*Things to do:*
a - From the gridworld text, quote the passage that starts with the words "Note that the" and ends after the words "policyParser = PolicyParser()".
b - Write what comes next in the gridworld text, picking up after its last sentence.

*Study text:*
* * * * * * *

To make life a bit harder, there are walls in the grid through which the agent cannot pass. Rather, when trying to move through a wall, the agent remains in its position. For example, when the agent chooses action \(N\) and there is a wall to the north of the agent, the agent will remain in its place.

Basic Gridworld Implementation

I’ve implemented the gridworld in an object-oriented manner. The following sections describe how I designed the code for the map and the policy entities.

Representing the Gridworld Map

To implement gridworld, the first thing I started with was a class for representing the map. I defined the following format to represent individual grid cells:

  • # indicate walls
  • X indicates the goal
  • Blanks indicate empty tiles

Relying on these symbols, I constructed the following map, which is used in the following work:

#                X#
#   ###########   #
#   #         #   #
#   # ####### #   #
#   # #     # #   #
#     #  #  #     #
#        #        #
#                 #
###             ###
#                 #

The map-related entities of the code are structured like this:

I implemented MapParser, which generates a Map object. The map object controls the access to the cells of the gridworld. Individual cell subclasses define the behavior of specific cells such as empty cells, walls, and the goal cell. Each cell can be identified using its row and column index.

With this setup, a map can be conveniently loaded:

parser = MapParser()
gridMap = parser.parseMap("../data/map01.grid")

Loading a Policy

For reinforcement learning, we need to be able to deal with a policy, \(\pi(s,a)\). In gridworld, each state \(s\) represents a position of the agent. The actions move the agent one step into one of the four geographic directions. We will use the following symbols to map a policy onto a map:

  • N for the action GO_NORTH
  • E for the action GO_EAST
  • S for the action GO_SOUTH
  • W for the action GO_WEST

Unknown symbols are mapped to a NONE action in order to obtain a complete policy.

Using these definitions, I defined the following policy:


Note that the policy file retains the walls and the goal cell for better readability. The policy was written with two goals in mind:

  1. The agent should be able to reach the goal. With a policy where this property is not fulfilled, policy evaluation will not give a reasonable result because the reward at the goal will never be earned.
  2. The policy should be suboptimal. This means that there are states where the agent doesn’t take the shortest path to the goal. Such a policy allows us to see the effect of algorithms that try to improve upon the initial policy.

To load the policy, I implemented a policy parser, which stores the policy as a policy object. Using these objects, we can load our initial policy like so:

policyParser = PolicyParser()
policy = policyParser.parsePolicy("../data/map01.policy")

The policy object has a function for modeling \(\pi(s,a)\):

def pi(self, cell, action):
    if len(self.policy) == 0:
        # no policy: try all actions (for value iteration)
        return 1

    if self.policyActionForCell(cell) == action:
        # policy allows this action
        return  1
        # policy forbids this action
        return 0

Preparations for Reinforcement Learning

To prepare the implementation of the reinforcement learning algorithms, we still need to provide a transition and a reward function.

* * * * * * *

*Information provided:*
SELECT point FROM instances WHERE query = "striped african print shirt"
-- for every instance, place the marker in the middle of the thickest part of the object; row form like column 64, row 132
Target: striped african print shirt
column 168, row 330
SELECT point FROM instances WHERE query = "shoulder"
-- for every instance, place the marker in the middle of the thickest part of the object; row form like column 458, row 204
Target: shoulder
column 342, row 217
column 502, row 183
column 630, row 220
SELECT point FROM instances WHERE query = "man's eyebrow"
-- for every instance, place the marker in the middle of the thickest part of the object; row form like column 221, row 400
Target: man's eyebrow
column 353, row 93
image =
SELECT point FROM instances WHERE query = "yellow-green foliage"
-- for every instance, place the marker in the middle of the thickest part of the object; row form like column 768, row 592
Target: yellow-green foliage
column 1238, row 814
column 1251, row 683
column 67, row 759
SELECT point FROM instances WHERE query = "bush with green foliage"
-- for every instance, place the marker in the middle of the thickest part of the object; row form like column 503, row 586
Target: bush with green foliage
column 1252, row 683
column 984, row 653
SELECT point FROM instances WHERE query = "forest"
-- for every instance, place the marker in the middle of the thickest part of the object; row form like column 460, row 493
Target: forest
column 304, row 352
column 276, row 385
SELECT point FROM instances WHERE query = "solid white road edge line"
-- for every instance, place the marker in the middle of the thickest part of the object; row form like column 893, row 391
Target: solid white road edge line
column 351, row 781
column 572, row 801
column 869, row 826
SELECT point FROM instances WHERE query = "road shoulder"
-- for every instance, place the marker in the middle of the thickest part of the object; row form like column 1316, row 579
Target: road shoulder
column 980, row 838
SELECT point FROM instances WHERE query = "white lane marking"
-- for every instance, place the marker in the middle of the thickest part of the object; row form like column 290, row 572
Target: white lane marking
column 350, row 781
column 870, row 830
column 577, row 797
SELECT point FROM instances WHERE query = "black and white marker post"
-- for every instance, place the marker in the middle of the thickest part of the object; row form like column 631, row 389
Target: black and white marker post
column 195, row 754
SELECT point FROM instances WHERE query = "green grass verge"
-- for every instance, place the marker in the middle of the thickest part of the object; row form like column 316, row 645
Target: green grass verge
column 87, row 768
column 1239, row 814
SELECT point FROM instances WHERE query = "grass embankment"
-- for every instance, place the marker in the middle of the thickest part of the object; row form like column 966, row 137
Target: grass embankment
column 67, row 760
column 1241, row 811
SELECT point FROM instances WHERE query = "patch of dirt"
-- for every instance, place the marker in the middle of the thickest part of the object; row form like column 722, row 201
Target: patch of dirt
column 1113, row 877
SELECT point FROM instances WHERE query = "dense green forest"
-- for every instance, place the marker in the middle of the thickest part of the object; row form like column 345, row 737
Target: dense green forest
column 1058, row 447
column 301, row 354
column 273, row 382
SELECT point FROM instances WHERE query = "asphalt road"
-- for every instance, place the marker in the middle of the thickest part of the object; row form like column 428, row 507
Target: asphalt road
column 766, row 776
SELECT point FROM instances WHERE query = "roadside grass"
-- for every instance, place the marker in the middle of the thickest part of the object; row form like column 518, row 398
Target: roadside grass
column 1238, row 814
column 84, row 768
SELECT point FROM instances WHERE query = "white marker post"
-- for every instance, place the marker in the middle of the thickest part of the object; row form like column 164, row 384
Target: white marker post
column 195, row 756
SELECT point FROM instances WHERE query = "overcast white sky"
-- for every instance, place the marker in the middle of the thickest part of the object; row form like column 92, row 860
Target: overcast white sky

* * * * * * *

*Responses to the exercise:*
a -
Note that the policy file retains the walls and the goal cell for better readability. The policy was written with two goals in mind:

  1. The agent should be able to reach the goal. With a policy where this property is not fulfilled, policy evaluation will not give a reasonable result because the reward at the goal will never be earned.
  2. The policy should be suboptimal. This means that there are states where the agent doesn’t take the shortest path to the goal. Such a policy allows us to see the effect of algorithms that try to improve upon the initial policy.

To load the policy, I implemented a policy parser, which stores the policy as a policy object. Using these objects, we can load our initial policy like so:

policyParser = PolicyParser()

b -
Transition Function

To define the transition function \(P_{ss'}^a\), we first need to to differentiate between illegal and legal actions. In gridworld, there are two ways that an action can be illegal:

  1. If the action would take the agent off the grid
  2. If the action would move the agent into a wall

The gives us the first rule for the transition function:

1. When an action is illegal, the agent should remain in its previous state.

Additionally, we must also require:

2. When an action is illegal, transitions to states other than its previous state should be forbidden.

So what about legal actions? Of course, state transition must be valid with regard to the chosen action. Since each action moves the agent only a single position, a proposed state \(s'\) must have the agent in a cell that is adjacent to the one in state \(s\):

3. Only allow transitions through actions that would lead the agent to an adjacent cell.

For this rule, we assume that there is a predicate \(adj(s,s')\) to indicate whether the agent’s transition from \(s\) to \(s'\) involved adjacent cells.

Finally, once we have reached the goal state, \(s^{\ast}\), we don’t want the agent to move away again. To stipulate this, we introduce the final rule:

4. Don't transition from the goal cell.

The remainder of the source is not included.